▶ [PROBLEM REQUIREMENTS] Every line from the one with "Phrase -- sandy ground" to the end of the data needs to be copied exactly, and no line before it.

::::

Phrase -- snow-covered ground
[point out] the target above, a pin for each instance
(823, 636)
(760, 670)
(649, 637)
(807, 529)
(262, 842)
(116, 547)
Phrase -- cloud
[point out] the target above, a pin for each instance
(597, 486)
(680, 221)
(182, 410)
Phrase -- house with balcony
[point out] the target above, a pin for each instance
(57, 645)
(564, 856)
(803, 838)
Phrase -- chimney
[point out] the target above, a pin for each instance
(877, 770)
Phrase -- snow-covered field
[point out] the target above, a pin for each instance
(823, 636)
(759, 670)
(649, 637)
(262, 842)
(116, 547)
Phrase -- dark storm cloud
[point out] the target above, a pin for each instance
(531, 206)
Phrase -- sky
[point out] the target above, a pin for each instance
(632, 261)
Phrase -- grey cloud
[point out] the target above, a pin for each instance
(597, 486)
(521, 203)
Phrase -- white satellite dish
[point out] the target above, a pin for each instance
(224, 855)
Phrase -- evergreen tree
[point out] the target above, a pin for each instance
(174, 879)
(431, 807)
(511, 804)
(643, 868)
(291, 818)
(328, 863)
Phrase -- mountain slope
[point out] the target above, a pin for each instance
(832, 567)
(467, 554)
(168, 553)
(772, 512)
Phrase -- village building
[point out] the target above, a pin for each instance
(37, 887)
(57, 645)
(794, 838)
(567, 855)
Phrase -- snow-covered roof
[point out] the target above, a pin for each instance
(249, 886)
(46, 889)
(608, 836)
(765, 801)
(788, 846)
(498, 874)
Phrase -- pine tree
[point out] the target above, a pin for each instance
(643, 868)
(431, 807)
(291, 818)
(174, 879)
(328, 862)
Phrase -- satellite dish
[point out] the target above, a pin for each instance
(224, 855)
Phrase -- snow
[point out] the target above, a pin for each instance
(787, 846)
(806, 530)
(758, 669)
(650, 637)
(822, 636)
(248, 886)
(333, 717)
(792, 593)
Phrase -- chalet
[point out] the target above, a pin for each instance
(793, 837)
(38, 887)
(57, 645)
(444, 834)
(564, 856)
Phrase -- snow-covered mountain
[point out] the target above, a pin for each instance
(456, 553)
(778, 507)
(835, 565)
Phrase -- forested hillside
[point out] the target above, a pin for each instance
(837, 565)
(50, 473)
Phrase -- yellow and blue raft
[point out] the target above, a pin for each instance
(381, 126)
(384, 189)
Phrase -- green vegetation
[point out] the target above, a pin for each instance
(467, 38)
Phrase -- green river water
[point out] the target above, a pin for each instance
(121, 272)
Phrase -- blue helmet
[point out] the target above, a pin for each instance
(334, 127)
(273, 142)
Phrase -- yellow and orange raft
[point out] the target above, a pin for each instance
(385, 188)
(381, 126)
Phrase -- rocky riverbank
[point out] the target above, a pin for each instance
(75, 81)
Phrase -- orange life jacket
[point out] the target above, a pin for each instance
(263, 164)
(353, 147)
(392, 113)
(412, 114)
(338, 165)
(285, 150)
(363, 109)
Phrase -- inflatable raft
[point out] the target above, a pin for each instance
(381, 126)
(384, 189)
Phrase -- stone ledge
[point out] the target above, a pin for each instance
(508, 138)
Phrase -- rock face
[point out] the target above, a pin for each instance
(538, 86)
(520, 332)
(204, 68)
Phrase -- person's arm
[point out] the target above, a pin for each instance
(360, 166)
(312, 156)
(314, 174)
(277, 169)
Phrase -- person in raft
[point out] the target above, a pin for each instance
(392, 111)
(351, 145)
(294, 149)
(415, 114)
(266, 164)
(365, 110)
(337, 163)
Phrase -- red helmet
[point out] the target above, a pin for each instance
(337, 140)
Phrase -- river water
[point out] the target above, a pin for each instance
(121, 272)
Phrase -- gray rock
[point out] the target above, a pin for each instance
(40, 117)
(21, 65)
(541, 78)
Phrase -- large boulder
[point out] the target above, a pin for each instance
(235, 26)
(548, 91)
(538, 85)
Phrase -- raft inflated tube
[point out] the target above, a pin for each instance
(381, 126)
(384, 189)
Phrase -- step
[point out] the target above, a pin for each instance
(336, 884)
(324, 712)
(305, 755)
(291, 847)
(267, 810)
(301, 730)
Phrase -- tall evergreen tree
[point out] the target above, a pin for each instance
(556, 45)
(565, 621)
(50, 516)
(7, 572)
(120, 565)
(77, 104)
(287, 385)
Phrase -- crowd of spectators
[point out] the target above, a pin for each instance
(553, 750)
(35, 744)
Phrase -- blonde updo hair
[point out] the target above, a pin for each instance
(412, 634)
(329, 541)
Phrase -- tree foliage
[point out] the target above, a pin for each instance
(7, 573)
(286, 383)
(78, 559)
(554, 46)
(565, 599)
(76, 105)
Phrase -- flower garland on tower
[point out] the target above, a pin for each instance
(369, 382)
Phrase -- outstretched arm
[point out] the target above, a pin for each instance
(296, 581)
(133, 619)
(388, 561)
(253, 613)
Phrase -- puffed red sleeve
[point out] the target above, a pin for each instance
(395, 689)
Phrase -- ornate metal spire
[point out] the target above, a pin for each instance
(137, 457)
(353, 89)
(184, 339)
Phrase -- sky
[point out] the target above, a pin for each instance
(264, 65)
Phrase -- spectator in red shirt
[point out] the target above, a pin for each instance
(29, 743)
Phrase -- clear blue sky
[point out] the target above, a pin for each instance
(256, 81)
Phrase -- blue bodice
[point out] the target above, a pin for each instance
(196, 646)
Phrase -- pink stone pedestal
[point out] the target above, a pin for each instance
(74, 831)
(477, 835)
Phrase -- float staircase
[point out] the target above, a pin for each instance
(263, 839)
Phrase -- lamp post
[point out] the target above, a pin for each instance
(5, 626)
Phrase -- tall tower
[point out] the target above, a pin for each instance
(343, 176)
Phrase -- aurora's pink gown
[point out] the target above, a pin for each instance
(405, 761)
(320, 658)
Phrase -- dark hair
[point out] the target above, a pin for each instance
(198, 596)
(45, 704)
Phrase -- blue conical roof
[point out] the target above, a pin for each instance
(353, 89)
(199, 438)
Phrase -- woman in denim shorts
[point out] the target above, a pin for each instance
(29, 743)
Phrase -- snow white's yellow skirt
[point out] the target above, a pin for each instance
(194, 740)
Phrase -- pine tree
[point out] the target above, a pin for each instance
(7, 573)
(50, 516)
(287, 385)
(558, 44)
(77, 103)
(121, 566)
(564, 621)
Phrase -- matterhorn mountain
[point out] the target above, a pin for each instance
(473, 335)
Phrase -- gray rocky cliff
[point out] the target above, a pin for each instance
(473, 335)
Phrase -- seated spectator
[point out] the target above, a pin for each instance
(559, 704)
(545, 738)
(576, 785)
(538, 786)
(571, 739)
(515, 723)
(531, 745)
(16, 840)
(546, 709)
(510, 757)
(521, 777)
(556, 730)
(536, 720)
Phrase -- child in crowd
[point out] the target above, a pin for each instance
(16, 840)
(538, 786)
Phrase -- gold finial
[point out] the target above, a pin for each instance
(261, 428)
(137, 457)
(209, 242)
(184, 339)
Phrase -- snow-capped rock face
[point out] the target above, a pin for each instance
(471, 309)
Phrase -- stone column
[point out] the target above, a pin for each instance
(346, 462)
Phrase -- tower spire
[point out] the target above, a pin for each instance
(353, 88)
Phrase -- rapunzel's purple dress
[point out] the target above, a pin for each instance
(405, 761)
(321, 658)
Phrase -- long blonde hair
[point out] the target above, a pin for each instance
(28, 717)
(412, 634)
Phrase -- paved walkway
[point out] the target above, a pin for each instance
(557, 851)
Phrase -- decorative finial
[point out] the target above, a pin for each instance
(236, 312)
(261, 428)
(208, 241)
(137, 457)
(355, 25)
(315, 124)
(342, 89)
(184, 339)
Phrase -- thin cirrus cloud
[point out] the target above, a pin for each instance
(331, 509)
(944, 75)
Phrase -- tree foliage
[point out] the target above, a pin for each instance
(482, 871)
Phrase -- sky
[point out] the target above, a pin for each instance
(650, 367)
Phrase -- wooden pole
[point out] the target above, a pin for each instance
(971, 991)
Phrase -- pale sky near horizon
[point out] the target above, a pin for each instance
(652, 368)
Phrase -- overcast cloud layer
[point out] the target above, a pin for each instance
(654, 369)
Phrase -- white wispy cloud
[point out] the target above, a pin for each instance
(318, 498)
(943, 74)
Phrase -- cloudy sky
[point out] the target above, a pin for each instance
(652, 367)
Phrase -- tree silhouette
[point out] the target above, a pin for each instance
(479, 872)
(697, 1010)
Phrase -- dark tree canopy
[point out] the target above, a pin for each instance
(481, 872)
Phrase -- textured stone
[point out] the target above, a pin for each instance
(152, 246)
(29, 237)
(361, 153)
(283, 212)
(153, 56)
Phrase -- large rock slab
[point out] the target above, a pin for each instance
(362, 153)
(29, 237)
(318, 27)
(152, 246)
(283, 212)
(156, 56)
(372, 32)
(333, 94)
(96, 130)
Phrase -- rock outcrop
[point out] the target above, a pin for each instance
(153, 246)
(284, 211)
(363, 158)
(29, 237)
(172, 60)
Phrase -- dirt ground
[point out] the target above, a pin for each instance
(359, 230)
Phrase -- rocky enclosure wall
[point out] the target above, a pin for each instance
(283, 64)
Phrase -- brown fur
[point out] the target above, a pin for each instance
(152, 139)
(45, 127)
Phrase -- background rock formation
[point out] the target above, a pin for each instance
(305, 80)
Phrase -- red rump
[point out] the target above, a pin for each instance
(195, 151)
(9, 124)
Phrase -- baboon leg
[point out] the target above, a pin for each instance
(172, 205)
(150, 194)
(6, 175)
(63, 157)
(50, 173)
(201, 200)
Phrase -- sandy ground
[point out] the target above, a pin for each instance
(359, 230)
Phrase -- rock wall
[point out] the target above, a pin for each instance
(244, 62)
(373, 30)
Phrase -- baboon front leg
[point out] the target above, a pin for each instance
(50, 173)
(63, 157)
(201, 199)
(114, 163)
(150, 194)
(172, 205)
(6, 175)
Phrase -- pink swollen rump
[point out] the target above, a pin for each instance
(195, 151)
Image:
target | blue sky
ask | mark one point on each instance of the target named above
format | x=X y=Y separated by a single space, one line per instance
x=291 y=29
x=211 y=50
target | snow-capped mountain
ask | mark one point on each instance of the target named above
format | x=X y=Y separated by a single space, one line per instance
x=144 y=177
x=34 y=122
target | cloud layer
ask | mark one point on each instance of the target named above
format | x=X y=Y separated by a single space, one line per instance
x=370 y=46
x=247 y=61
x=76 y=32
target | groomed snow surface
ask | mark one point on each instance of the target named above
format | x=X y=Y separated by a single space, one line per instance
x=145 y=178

::::

▶ [OUTPUT OF THE EXERCISE]
Phrase -- sandy ground
[point out] the target above, a pin for each instance
(359, 230)
Phrase -- rock wall
[point out] the target above, a pin for each instance
(244, 62)
(373, 30)
Phrase -- baboon front leg
[point out] the target above, a pin for each instance
(50, 173)
(63, 157)
(201, 199)
(114, 163)
(150, 194)
(172, 205)
(6, 175)
Phrase -- pink swollen rump
[point out] the target above, a pin for each instance
(195, 151)
Image:
target | blue sky
ask | mark one point on each instance of the target named above
format | x=X y=Y separated by a single space, one line per instance
x=291 y=29
x=211 y=50
target | snow-capped mountain
ask | mark one point on each instance of the target named above
format | x=X y=Y separated by a single space, one line per instance
x=144 y=177
x=34 y=122
target | cloud layer
ask | mark one point on each instance of the target named above
format | x=X y=Y separated by a single space, one line per instance
x=370 y=46
x=247 y=61
x=76 y=32
target | groomed snow surface
ask | mark one point on each instance of the target named above
format | x=X y=Y separated by a single space, one line per instance
x=145 y=178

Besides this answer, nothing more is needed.